**PERTANYAAN LATIHAN:**
- a) Menurut teks tentang ledakan di Beirut, kenapa kapal Rhosus sampai berlabuh di Beirut? Jawab dalam satu sampai tiga kalimat.
- b) Ringkas teks tentang ledakan di Beirut dalam dua kalimat.
- c) Lanjutkan teks tentang ledakan di Beirut, mulai setelah kalimat terakhirnya.

**TEKS BACAAN:**
◇ ◇ ◇ ◇ ◇

LIBANON–Dunia dikejutkan oleh ledakan dahsyat yang terjadi di Beirut, Libanon pada Selasa (4/8/2020) lalu. Ledakan diduga disebabkan oleh ribuan ton amonium nitrat yang tersimpan di sebuah gudang dekat pelabuhan Beirut.
Keberadaan 2.750 ton amonium nitrat itu rupanya baru diketahui masyarakat setelah ledakan besar terjadi. Senyawa kimia ini tidak hanya digunakan sebagai bahan pupuk tapi juga untuk meledakkan tambang.
Masyarakat Libanon sangat terkejut dan sedih dengan kerusakan yang ditimbulkan ledakan ini. Mereka juga marah terhadap orang yang membiarkan ada bahan kimia mudah meledak disimpan di dalam gudang selama bertahun-tahun.
BACA JUGA: Terus Meningkat, Korban Tewas Ledakan Beirut 135 Orang dan 5.000 Luka-luka
Dokumen dan catatan publik menunjukkan, Pemerintah Libanon mengetahui ada amonium nitrat yang disimpan di Hangar 12 pelabuhan Beirut selama enam tahun terakhir. Catatan-catatan itu juga memperlihatkan pemerintah tahu senyawa kimia itu berbahaya.
Dilansir dari Aljazeera, Rabu (5/8/2020), kargo yang membawa amonium nitrat itu tiba di Lebanon pada September 2013. Kargo itu dibawa oleh kapal milik Rusia berbendera Moldova. Situs pelacakan kapal Fleetmon mencatat kapal yang bernama Rhosus itu berangkat dari Mozambik menuju Georgia.
Dokumen pengacara yang mewakili para kru kapal menyebutkan kapal itu terpaksa berlabuh di Beirut karena mengalami masalah teknis di laut. Menurut Fleetmon, pemerintah Libanon mencegah kapal itu berlayar lagi dan akhirnya pemilik dan awak kapal meninggalkan kapal tersebut.
Muatan kargo kapal tersebut dikeluarkan dan dipindahkan ke Hangar 12 pelabuhan Beirut. Sebuah bangunan abu-abu yang menghadap ke tol utara-selatan di pintu masuk ibukota.
Beberapa bulan kemudian, tepatnya pada 27 Juni 2014, direktur Bea Cukai Lebanon saat itu Shafik Merhi mengirim surat tanpa nama ke ‘hakim Urusan Mendesak’. Berdasarkan dokumen yang beredar di internet dalam surat tersebut Merhi meminta solusi mengenai isi kargo itu.
BACA JUGA: 300 Ribu Orang Kehilangan Tempat Tinggal Akibat Ledakan di Libanon, Sebagian Besarnya Muslim
Sejak itu Bea Cukai Libanon mengirimkan lima surat selama tiga tahun berturut-turut. Mulai 5 Desember 2014, 6 Mei 2015, 20 Mei 2016, 13 Oktober 2016 dan 27 Oktober 2017. Mereka meminta petunjuk mengenai keberadaan amonium nitrat yang tersimpan di hangar.

◇ ◇ ◇ ◇ ◇

**DATA YANG DIBERIKAN:**
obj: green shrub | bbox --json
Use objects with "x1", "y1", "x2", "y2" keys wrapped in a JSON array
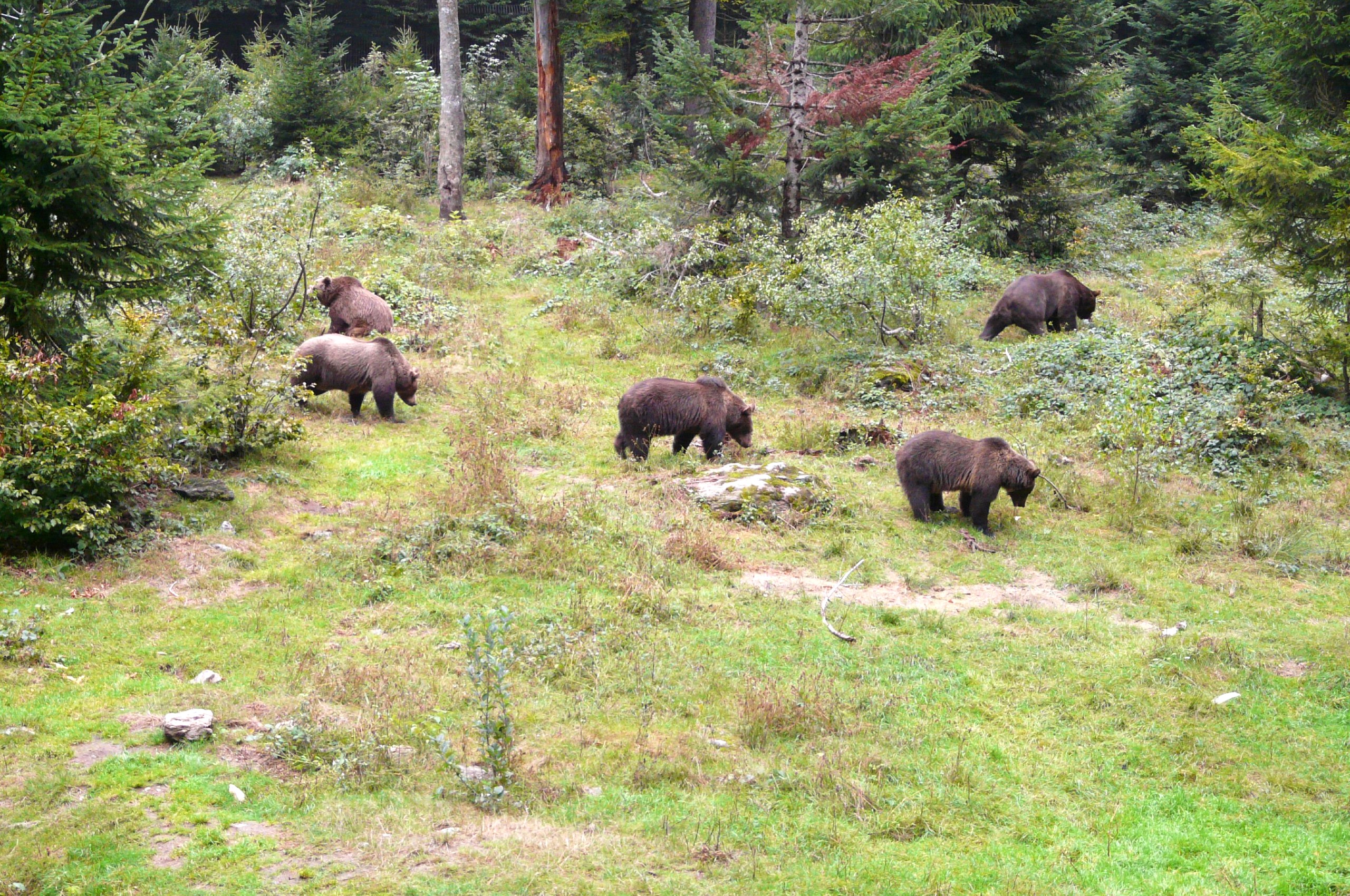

◇ ◇ ◇ ◇ ◇

**JAWABAN YANG DIHARAPKAN:**
- a) Kapal Rhosus terpaksa berlabuh di Beirut karena mengalami masalah teknis di laut. Hal ini disebutkan dalam dokumen pengacara yang mewakili para kru kapal.

- b) Ledakan dahsyat di Beirut pada 4 Agustus 2020 diduga disebabkan oleh 2.750 ton amonium nitrat yang tersimpan di gudang dekat pelabuhan. Dokumen menunjukkan bahwa pemerintah Libanon sudah enam tahun mengetahui keberadaan bahan berbahaya yang dibawa kapal Rhosus pada 2013 itu, dan Bea Cukai berkali-kali mengirim surat untuk meminta petunjuk mengenainya.

- c)
Dalam surat-surat itu Bea Cukai Libanon mengajukan tiga opsi yakni mengekspor amonium nitrat itu, menyerahkannya ke Tentara Libanon atau menjualnya ke perusahaan swasta Lebanese Explosives Company.
Salah satu surat yang dikirimkan pada tahun 2016 mencatat ‘tidak ada jawaban’ dari hakim yang dimintai petunjuk sebelumnya.
“Mengingat bahaya serius menyimpan benda-benda ini di hangar di kondisi iklim yang tak cocok, sekali lagi kami meminta badan kelautan untuk segera mengekspor kembali benda-benda ini demi menjaga keamanan pelabuhan dan mereka bekerja di sana, atau setuju untuk menjualnya ke (Lebanese Explosives Company),” bunyi salah satu surat tersebut.
Surat itu juga tidak dibalas.
BACA JUGA: Investigasi Awal Ungkap Faktor Pemicu Ledakan Dahsyat di Beirut
Satu tahun kemudian, direktur Administrasi Bea Cukai Lebanon yang baru, Badri Daher, sekali lagi menyurati hakim. Pada 27 Oktober 2017, dalam suratnya, Daher meminta hakim segera membuat keputusan mengenai masalah ini.
“(Mengingat) bahayanya meninggalkan benda-benda ini di tempatnya yang sekarang dan membahayakan orang-orang yang bekerja di sana,” tulis Daher dalam suratnya.
Namun tiga tahun kemudian amonium nitrat itu masih berada di dalam hangar.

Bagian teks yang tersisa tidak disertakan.